**EXERCISE PROMPT:** Reproduce the lines below exactly. Skip images.

Source data:
----
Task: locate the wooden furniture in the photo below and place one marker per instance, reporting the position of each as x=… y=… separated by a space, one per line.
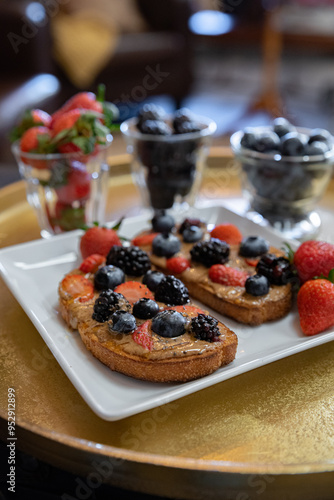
x=265 y=434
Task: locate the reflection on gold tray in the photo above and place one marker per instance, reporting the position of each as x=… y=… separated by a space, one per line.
x=277 y=421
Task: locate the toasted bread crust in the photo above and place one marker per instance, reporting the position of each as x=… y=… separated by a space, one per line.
x=168 y=370
x=181 y=369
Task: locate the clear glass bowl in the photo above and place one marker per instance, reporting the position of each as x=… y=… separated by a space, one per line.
x=168 y=169
x=67 y=191
x=284 y=190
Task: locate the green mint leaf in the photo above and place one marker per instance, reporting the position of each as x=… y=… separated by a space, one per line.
x=86 y=144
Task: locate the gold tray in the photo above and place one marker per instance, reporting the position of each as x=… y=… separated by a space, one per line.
x=269 y=432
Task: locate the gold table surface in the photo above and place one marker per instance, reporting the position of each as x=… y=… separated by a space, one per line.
x=269 y=431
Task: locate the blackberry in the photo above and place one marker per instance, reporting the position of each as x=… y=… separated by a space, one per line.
x=188 y=223
x=210 y=252
x=205 y=327
x=257 y=285
x=277 y=269
x=181 y=117
x=150 y=112
x=152 y=279
x=192 y=234
x=145 y=308
x=166 y=245
x=172 y=291
x=253 y=246
x=132 y=260
x=107 y=303
x=155 y=127
x=108 y=277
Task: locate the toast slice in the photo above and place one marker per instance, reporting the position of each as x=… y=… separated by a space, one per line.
x=231 y=301
x=142 y=353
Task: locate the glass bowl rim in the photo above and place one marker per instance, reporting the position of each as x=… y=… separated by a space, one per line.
x=238 y=150
x=209 y=129
x=55 y=156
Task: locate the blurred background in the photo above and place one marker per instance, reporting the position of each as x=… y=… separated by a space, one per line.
x=240 y=62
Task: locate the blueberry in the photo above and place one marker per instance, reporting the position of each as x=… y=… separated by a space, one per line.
x=108 y=277
x=257 y=285
x=150 y=112
x=122 y=322
x=145 y=308
x=316 y=148
x=322 y=135
x=182 y=116
x=192 y=234
x=162 y=222
x=248 y=139
x=152 y=279
x=155 y=127
x=252 y=246
x=166 y=245
x=169 y=323
x=266 y=142
x=293 y=144
x=282 y=126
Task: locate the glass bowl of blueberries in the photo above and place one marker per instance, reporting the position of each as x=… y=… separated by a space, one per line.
x=285 y=171
x=168 y=155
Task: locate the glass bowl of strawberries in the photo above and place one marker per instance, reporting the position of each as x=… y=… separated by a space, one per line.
x=63 y=160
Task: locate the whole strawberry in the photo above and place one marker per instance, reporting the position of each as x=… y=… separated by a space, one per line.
x=314 y=258
x=31 y=118
x=82 y=100
x=99 y=240
x=315 y=302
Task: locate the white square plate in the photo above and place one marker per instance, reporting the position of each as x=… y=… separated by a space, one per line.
x=33 y=270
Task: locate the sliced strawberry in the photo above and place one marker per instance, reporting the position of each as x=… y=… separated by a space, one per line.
x=218 y=273
x=142 y=336
x=92 y=263
x=133 y=291
x=143 y=239
x=190 y=311
x=176 y=265
x=77 y=286
x=227 y=232
x=99 y=240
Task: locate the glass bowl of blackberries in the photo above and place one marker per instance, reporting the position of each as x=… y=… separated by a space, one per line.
x=169 y=153
x=284 y=171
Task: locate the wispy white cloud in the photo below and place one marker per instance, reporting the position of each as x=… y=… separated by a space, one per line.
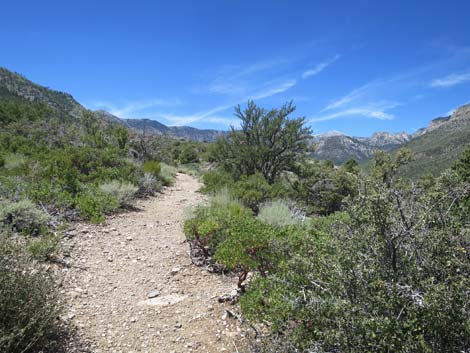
x=365 y=112
x=450 y=80
x=211 y=116
x=272 y=90
x=377 y=110
x=131 y=109
x=352 y=96
x=237 y=80
x=319 y=67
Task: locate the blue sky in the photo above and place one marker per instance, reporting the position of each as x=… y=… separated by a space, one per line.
x=352 y=66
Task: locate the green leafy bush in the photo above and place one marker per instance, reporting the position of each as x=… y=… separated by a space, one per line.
x=42 y=248
x=254 y=190
x=94 y=204
x=215 y=180
x=167 y=174
x=152 y=167
x=279 y=213
x=29 y=303
x=23 y=217
x=121 y=191
x=390 y=274
x=211 y=224
x=149 y=184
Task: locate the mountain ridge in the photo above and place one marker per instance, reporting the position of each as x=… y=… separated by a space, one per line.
x=435 y=146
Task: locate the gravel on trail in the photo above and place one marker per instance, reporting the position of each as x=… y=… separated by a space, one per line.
x=131 y=286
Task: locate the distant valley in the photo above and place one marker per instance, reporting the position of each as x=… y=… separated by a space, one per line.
x=435 y=147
----
**RESPONSE TO THIS TASK:**
Task: locate the wooden furniture in the photo below and place one marker per instance, reporting the position of each as x=… y=… separated by a space, one per line.
x=265 y=434
Task: locate the reflection on gold tray in the photo above and place one marker per instance, reporting the position of each as x=… y=… separated by a space, one per line.
x=277 y=421
Task: locate the toasted bread crust in the photo above and place one marker per instance, reporting the position of each as x=… y=… separated by a space, one per line.
x=168 y=370
x=181 y=369
Task: locate the clear glass bowl in the photo above and place one marker per instance, reporting the position of each as x=… y=… separated by a space, one per line.
x=168 y=169
x=67 y=191
x=284 y=190
Task: locate the green mint leaf in the photo above and place one marker per instance, reporting the position of each as x=… y=… separated by a space, one per line.
x=86 y=144
Task: locate the gold tray in the photo above and place one marker per instance, reporting the position of each as x=… y=… separated by a space, one per line.
x=269 y=432
Task: locate the gold table surface in the photo above and place one marker per instance, reporting the position of each as x=… y=… separated by a space, one per line.
x=269 y=431
Task: locate the blackberry in the photo above and place one marker per instance, reporting the position of each as x=… y=… separated by a space, one per line.
x=188 y=223
x=210 y=252
x=205 y=327
x=257 y=285
x=277 y=269
x=181 y=117
x=150 y=112
x=152 y=279
x=192 y=234
x=145 y=308
x=166 y=245
x=172 y=291
x=253 y=246
x=132 y=260
x=107 y=303
x=155 y=127
x=108 y=277
Task: locate the toast slice in the photo above and place one marker per instance, reporting the position of each as x=… y=… separated by a space, one per line.
x=231 y=301
x=142 y=353
Task: locate the glass bowl rim in the photo above and place one marker per instance, reporting the position of each as x=… y=… separated by a space, one per line.
x=238 y=150
x=209 y=129
x=55 y=156
Task: locate the blurred background in the photo above and place one marker per instance, reporting the position of each as x=… y=… separated by a space, one per line.
x=240 y=62
Task: locate the blueberry in the photo above and place one marker per instance, reporting the position of each as x=… y=… separated by a space, one per line.
x=108 y=277
x=257 y=285
x=150 y=112
x=122 y=322
x=145 y=308
x=316 y=148
x=322 y=135
x=182 y=116
x=192 y=234
x=162 y=222
x=248 y=139
x=152 y=279
x=155 y=127
x=252 y=246
x=166 y=245
x=169 y=323
x=266 y=142
x=293 y=144
x=282 y=126
Task: locate the glass bowl of blueberries in the photo above and place one marker per instance, reporting the position of each as x=… y=… separated by a space, one per line.
x=285 y=171
x=168 y=155
Task: locate the glass bowl of strawberries in the photo above and place one marker per instance, reporting the position of each as x=… y=… separated by a space, one per line.
x=63 y=160
Task: locate the whole strawberry in the photo above and place one marker per instance, reporting the position of each as x=… y=… separated by a space, one per line.
x=314 y=258
x=31 y=118
x=82 y=100
x=99 y=240
x=315 y=302
Task: locate the white square plate in the photo above and place one marker per instance, reporting the position of each as x=… y=… separated by a space, one per line.
x=33 y=270
Task: locate the sliced strawberry in the photo above and place one marker per instance, reporting the position of each as x=… y=… separated by a space, one per line.
x=218 y=273
x=142 y=336
x=92 y=263
x=133 y=291
x=143 y=239
x=190 y=311
x=176 y=265
x=77 y=286
x=227 y=232
x=99 y=240
Task: locate the glass bowl of blackberries in the photo above and place one marker per instance, reporting the position of each as x=… y=… separated by a space, one per line.
x=169 y=153
x=284 y=171
Task: locate the wispy white cloud in the photo below and place one marker per instance, reporting the position of each as x=… y=… separated by a space, one per line.
x=365 y=112
x=450 y=80
x=211 y=116
x=272 y=90
x=377 y=110
x=131 y=109
x=352 y=96
x=237 y=80
x=319 y=67
Task: locate the blue sky in the photo above and place one marker per instance, reporting the position of each as x=… y=… separated by a space, one per line.
x=352 y=66
Task: locate the green leafy bush in the photo above and place one marker per instance, reporting the position of each as x=… y=… separated by a space, one per line.
x=42 y=248
x=254 y=190
x=94 y=204
x=215 y=180
x=167 y=174
x=152 y=167
x=279 y=213
x=29 y=303
x=23 y=217
x=121 y=191
x=390 y=274
x=211 y=224
x=149 y=184
Task: locate the mountain ridge in the photo above and place one marker per instance, reporting the position of each as x=… y=… separated by a space, one per line.
x=435 y=146
Task: locate the gravel on trail in the photo above and place one marker per instance, reporting the position of each as x=… y=… separated by a space, one per line.
x=131 y=286
Task: locate the distant valley in the photo above and place one marker per instance, reporting the position of each as x=… y=… separated by a space, one per line.
x=435 y=147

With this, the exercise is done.